CONSIGNE: Recopiez à l'identique le passage de l'article sur les crédits carbone compris entre « Co-présidée par la » et « entretien à l'AFP. », bornes incluses.

EXTRAIT PRÉSENTÉ:
Les récents scandales ont jeté une ombre sur l'industrie des crédits carbone
Les récents scandales ont jeté une ombre sur l'industrie des crédits carbone AFP

Planter des arbres ou sauvegarder les forêts tropicales humides sont devenus des outils populaires pour les entreprises qui cherchent à compenser leurs émissions de carbone et à affirmer leur engagement en faveur de l'environnement.

Cependant, de récents scandales ont jeté une ombre sur l'industrie des crédits carbone, révélant un paysage rempli d'opportunités de greenwashing.

Walt Disney, JP Morgan Bank et d'autres grandes entreprises ont été accusées d'avoir acheté des crédits carbone à des projets de protection des forêts dans des zones qui n'étaient pas réellement menacées de déforestation.

Par ailleurs, une entreprise responsable de la gestion de 600 000 hectares de terres aux États-Unis aurait gagné 53 millions de dollars au cours des deux dernières années grâce à des crédits carbone qui n'ont pas modifié de manière significative ses pratiques de gestion forestière.

Aucun de ces projets n'a séquestré le carbone au-delà de ce qui aurait été absorbé par les arbres par photosynthèse dans un scénario de statu quo.

Pourtant, les entreprises comptaient les crédits carbone résultants dans leurs propres objectifs de réduction, ce qui leur permettait de compenser les émissions dans la comptabilité carbone de leurs opérations.

Des dirigeants et des experts du monde entier se réuniront dans la capitale gabonaise Libreville les 1er et 2 mars pour le One Forest Summit.

Co-présidée par la France et le Gabon, la réunion portera sur l'amélioration des instruments financiers visant à protéger les forêts du monde.

Les crédits carbone sont déjà largement utilisés. Selon diverses estimations, le nombre de tonnes de CO2 qu'elles représentent (avec un crédit équivalent à une tonne) pourrait décupler d'ici 2030, pour atteindre environ deux milliards de tonnes.

"L'aspect risqué du marché des crédits carbone, c'est qu'il ne s'autorégule pas", a déclaré Cesar Dugast du cabinet français de conseil en environnement Carbone 4, dans un entretien à l'AFP.

" Tout le monde a intérêt à maximiser la quantité de crédits carbone. Cela permet aux porteurs de projets de répartir le coût total sur un nombre maximum de crédits, offrant un coût moindre aux acheteurs.

"Même les certificateurs ont intérêt à la multiplication des projets", a-t-il ajouté.

À la mi-janvier, The Guardian, Die Zeit et une ONG ont révélé que plus de 90 % des projets certifiés par le principal vérificateur Verra pour la conservation des forêts dans le cadre du programme des Nations Unies visant à réduire la déforestation et la dégradation des forêts (REDD+) étaient probablement des " crédits fantômes " qui ne représentent pas de "réelles réductions d'émissions".

ENTRÉES ENREGISTRÉES:
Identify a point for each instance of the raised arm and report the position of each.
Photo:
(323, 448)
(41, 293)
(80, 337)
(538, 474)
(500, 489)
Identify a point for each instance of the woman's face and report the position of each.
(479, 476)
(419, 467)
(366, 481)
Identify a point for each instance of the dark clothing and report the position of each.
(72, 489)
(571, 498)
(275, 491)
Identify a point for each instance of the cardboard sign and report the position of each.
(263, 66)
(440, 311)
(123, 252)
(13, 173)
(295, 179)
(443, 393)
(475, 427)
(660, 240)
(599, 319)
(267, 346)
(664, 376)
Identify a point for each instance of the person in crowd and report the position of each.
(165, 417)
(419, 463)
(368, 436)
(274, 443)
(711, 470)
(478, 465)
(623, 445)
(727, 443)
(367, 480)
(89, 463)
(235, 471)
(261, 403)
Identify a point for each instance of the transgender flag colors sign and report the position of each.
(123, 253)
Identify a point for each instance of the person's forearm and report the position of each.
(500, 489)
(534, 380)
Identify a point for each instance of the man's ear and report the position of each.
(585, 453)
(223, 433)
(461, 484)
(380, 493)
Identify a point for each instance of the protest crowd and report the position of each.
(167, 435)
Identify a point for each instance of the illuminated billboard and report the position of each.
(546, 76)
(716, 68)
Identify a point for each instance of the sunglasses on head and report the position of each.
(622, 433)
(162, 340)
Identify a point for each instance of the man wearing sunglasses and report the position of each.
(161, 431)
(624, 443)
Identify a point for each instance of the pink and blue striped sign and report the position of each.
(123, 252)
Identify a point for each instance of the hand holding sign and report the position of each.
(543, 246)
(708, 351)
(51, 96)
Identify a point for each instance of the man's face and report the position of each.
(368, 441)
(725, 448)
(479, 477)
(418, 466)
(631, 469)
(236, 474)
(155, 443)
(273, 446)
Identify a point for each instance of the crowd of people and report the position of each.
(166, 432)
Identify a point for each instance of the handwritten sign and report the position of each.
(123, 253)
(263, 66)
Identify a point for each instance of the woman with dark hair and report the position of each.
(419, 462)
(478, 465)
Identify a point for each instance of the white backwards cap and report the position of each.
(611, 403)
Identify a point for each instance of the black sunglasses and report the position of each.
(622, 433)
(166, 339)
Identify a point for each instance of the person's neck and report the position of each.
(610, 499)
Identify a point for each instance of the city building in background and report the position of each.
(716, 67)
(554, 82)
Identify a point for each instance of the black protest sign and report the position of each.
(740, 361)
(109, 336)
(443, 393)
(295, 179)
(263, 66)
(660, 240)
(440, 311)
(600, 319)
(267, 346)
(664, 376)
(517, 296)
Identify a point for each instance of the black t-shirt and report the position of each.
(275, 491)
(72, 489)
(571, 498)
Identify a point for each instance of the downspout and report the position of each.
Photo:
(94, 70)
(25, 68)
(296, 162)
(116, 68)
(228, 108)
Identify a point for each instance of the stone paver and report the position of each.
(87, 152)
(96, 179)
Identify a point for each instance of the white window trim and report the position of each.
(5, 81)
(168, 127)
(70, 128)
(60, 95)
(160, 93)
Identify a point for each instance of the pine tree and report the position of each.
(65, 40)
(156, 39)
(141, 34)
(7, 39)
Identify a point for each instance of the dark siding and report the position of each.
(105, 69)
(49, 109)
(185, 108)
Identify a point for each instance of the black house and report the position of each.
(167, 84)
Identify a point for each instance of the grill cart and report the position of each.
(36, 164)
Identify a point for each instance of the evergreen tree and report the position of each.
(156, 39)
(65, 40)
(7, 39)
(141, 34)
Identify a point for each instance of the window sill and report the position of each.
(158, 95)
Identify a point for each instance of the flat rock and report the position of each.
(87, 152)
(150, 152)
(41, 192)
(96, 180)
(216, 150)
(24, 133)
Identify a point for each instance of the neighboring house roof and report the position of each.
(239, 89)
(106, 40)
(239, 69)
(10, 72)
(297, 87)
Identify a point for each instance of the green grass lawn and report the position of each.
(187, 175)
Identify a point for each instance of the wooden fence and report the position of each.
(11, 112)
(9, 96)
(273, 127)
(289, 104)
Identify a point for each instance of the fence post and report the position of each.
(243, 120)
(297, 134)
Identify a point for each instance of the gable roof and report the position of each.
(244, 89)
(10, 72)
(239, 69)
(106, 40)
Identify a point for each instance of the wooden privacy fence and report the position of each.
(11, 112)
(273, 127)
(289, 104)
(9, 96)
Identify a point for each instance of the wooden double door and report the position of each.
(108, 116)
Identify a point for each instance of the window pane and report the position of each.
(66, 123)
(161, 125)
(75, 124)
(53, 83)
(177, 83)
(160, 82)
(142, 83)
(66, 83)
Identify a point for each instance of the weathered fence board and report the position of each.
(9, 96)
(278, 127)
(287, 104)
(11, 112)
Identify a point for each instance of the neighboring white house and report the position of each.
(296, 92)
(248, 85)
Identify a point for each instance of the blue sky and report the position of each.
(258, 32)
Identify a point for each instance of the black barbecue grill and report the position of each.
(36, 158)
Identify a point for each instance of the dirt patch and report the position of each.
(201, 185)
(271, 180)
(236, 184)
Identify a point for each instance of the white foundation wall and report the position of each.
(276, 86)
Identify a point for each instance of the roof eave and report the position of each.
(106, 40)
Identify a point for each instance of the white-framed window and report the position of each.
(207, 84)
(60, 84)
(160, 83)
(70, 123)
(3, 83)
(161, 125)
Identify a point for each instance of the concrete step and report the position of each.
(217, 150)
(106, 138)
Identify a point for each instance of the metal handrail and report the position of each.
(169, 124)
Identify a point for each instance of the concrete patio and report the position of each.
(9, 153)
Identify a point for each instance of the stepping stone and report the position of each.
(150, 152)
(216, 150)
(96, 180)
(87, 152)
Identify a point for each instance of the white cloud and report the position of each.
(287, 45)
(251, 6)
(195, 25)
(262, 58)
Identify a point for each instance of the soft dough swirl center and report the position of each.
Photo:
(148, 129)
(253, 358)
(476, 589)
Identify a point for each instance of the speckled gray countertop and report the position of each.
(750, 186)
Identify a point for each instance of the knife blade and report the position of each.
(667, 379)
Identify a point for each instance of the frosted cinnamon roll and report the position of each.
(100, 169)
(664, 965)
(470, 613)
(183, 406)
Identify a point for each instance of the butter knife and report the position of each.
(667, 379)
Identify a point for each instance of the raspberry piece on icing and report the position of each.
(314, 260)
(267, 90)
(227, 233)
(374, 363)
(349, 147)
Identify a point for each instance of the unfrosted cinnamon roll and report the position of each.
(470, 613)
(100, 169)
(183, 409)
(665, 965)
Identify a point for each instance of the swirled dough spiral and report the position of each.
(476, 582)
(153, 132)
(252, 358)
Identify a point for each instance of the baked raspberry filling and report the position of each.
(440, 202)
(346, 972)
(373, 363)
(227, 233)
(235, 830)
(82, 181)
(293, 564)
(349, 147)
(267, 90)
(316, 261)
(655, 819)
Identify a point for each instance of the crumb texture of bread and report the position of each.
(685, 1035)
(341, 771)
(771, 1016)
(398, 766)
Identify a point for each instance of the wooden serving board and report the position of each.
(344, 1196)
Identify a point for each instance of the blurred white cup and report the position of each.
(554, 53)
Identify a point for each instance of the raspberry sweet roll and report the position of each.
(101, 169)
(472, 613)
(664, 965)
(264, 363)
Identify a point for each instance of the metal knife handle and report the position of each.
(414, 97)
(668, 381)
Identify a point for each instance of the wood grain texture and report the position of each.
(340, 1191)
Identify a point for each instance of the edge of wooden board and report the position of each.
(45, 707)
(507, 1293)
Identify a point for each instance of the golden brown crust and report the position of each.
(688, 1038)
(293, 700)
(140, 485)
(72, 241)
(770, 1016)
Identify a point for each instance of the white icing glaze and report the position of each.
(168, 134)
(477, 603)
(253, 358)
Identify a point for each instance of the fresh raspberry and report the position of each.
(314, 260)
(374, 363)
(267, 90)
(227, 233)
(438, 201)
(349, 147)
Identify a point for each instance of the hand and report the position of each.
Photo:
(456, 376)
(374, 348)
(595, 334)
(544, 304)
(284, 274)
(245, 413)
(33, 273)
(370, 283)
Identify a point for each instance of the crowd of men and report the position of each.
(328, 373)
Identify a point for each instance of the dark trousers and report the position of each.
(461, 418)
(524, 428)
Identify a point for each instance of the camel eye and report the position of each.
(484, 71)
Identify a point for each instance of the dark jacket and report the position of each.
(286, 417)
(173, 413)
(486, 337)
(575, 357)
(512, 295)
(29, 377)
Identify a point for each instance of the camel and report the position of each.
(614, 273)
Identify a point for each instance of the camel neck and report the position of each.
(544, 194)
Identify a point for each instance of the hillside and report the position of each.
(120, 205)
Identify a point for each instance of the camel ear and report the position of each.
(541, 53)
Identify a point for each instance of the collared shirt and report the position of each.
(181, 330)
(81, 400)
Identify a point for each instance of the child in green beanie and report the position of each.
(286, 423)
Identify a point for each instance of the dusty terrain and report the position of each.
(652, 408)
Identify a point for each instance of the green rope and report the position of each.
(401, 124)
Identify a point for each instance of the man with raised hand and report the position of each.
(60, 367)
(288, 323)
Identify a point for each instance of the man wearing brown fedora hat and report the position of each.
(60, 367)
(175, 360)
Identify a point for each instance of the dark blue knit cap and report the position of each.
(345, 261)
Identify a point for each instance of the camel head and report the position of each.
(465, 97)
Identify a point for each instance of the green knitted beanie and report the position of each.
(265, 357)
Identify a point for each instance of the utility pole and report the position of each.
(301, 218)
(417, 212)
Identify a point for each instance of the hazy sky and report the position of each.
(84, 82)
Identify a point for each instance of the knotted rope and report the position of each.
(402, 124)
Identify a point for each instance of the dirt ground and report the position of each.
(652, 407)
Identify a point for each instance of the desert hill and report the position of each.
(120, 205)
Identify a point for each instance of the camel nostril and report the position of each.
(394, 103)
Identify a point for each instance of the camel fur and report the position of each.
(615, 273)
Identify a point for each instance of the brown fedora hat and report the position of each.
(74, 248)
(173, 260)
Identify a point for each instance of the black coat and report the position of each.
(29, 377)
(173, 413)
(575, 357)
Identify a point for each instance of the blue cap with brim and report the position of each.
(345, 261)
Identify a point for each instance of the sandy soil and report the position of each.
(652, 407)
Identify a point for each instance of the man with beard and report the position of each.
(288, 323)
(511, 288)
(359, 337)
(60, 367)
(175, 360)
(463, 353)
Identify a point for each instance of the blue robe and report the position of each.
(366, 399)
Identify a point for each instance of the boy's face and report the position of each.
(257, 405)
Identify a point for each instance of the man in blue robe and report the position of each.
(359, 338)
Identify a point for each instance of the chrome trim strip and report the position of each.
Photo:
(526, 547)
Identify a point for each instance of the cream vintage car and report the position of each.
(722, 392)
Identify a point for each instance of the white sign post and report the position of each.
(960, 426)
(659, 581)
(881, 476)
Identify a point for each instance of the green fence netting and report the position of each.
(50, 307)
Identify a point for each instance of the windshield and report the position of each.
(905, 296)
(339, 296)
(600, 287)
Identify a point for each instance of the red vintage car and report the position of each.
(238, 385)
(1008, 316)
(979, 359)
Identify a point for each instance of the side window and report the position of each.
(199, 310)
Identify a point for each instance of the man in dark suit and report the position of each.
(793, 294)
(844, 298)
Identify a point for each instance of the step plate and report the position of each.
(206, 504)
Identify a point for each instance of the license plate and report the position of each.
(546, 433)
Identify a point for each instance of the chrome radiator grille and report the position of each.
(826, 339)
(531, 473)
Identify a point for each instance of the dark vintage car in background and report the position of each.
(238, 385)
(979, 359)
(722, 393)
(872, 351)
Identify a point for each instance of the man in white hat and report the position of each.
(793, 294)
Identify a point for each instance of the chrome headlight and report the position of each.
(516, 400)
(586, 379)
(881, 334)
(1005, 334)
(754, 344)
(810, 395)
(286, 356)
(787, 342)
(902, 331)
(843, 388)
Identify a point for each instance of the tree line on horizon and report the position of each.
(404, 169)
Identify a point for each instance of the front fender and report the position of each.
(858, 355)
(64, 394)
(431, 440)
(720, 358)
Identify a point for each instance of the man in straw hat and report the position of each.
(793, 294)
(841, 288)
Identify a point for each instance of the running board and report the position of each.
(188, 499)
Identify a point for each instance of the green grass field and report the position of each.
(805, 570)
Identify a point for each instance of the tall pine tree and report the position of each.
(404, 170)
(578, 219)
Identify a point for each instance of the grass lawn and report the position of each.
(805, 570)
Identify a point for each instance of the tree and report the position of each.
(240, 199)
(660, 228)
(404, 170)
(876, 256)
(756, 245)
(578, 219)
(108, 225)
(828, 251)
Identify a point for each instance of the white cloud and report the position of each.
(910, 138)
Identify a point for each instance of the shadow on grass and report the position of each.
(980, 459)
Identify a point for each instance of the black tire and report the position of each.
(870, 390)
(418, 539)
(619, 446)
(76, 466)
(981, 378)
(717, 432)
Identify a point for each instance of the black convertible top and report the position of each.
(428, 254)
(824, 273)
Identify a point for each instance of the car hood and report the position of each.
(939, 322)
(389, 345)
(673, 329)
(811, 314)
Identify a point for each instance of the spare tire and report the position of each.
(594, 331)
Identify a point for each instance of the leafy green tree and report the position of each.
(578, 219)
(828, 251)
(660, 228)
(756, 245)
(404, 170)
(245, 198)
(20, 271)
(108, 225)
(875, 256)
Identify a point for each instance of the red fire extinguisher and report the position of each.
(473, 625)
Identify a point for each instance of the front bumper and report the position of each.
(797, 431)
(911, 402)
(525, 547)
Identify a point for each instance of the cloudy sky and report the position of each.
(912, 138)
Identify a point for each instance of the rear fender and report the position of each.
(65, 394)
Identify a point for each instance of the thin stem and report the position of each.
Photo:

CORRIGÉ DE L'EXERCICE:
Co-présidée par la France et le Gabon, la réunion portera sur l'amélioration des instruments financiers visant à protéger les forêts du monde.

Les crédits carbone sont déjà largement utilisés. Selon diverses estimations, le nombre de tonnes de CO2 qu'elles représentent (avec un crédit équivalent à une tonne) pourrait décupler d'ici 2030, pour atteindre environ deux milliards de tonnes.

"L'aspect risqué du marché des crédits carbone, c'est qu'il ne s'autorégule pas", a déclaré Cesar Dugast du cabinet français de conseil en environnement Carbone 4, dans un entretien à l'AFP.